The Graduate

My grandpa doesn’t say a lot (he prefers to whistle at me when he wants me to get something), but what he does say really has punch. He’s a really sweet grandpa, but he has a way of being totally devastating. For example, this was his response to my graduation from Smith: “I think every graduation day is a sad day. For the first time, you realize that you’re alone, and that you don’t know what to do.”

While it would be an exaggeration to say that I’m “alone,” I do miss my amazing Smith community—dinner table conversations, coffeehouses, late nights in the library—everyday. And while I shouldn’t miss the crazy workload, constant deadlines, and academic stress, this unprecedented opportunity to relax is making me…really stressed out (you know you’re sick—or a Smithie?—when relaxation makes you anxious). As for my plans for the future, I’m heading to graduate school in the fall to start my PhD in English literature. A lot of people have complimented me on having a “plan,” but I still feel like I have no clue what I’m doing. I could “plan” to row across Tokyo Bay in a paper boat, but that doesn’t mean it’s a good idea:

I told my Mom how nervous I am about starting grad school—did I make the right decision? Will it work out? Is it even what I want to do? She told me that all those questions are just life—I’ll always be wondering stuff like that. Blergh.

## [Information supplied]
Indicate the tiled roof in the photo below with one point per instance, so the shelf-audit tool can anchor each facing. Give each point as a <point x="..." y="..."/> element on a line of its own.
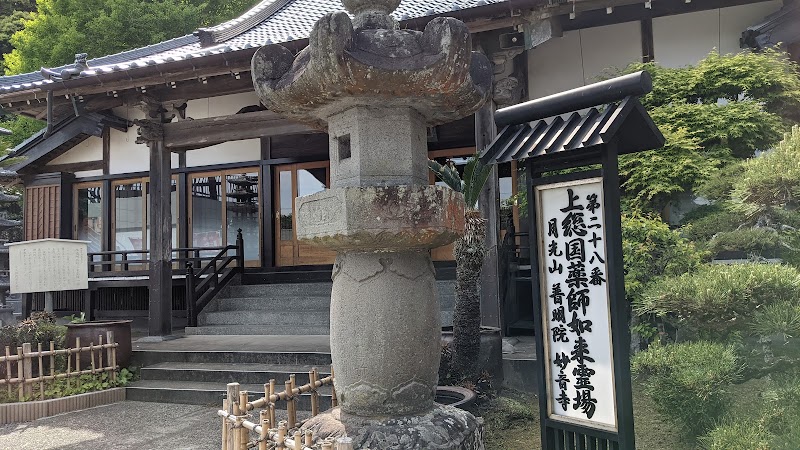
<point x="288" y="20"/>
<point x="627" y="122"/>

## [Given problem]
Render this sentence from the graduation text in Spanish: "He's a really sweet grandpa, but he has a way of being totally devastating."

## [Task solution]
Es un abuelo realmente dulce, pero tiene una manera de ser totalmente devastador.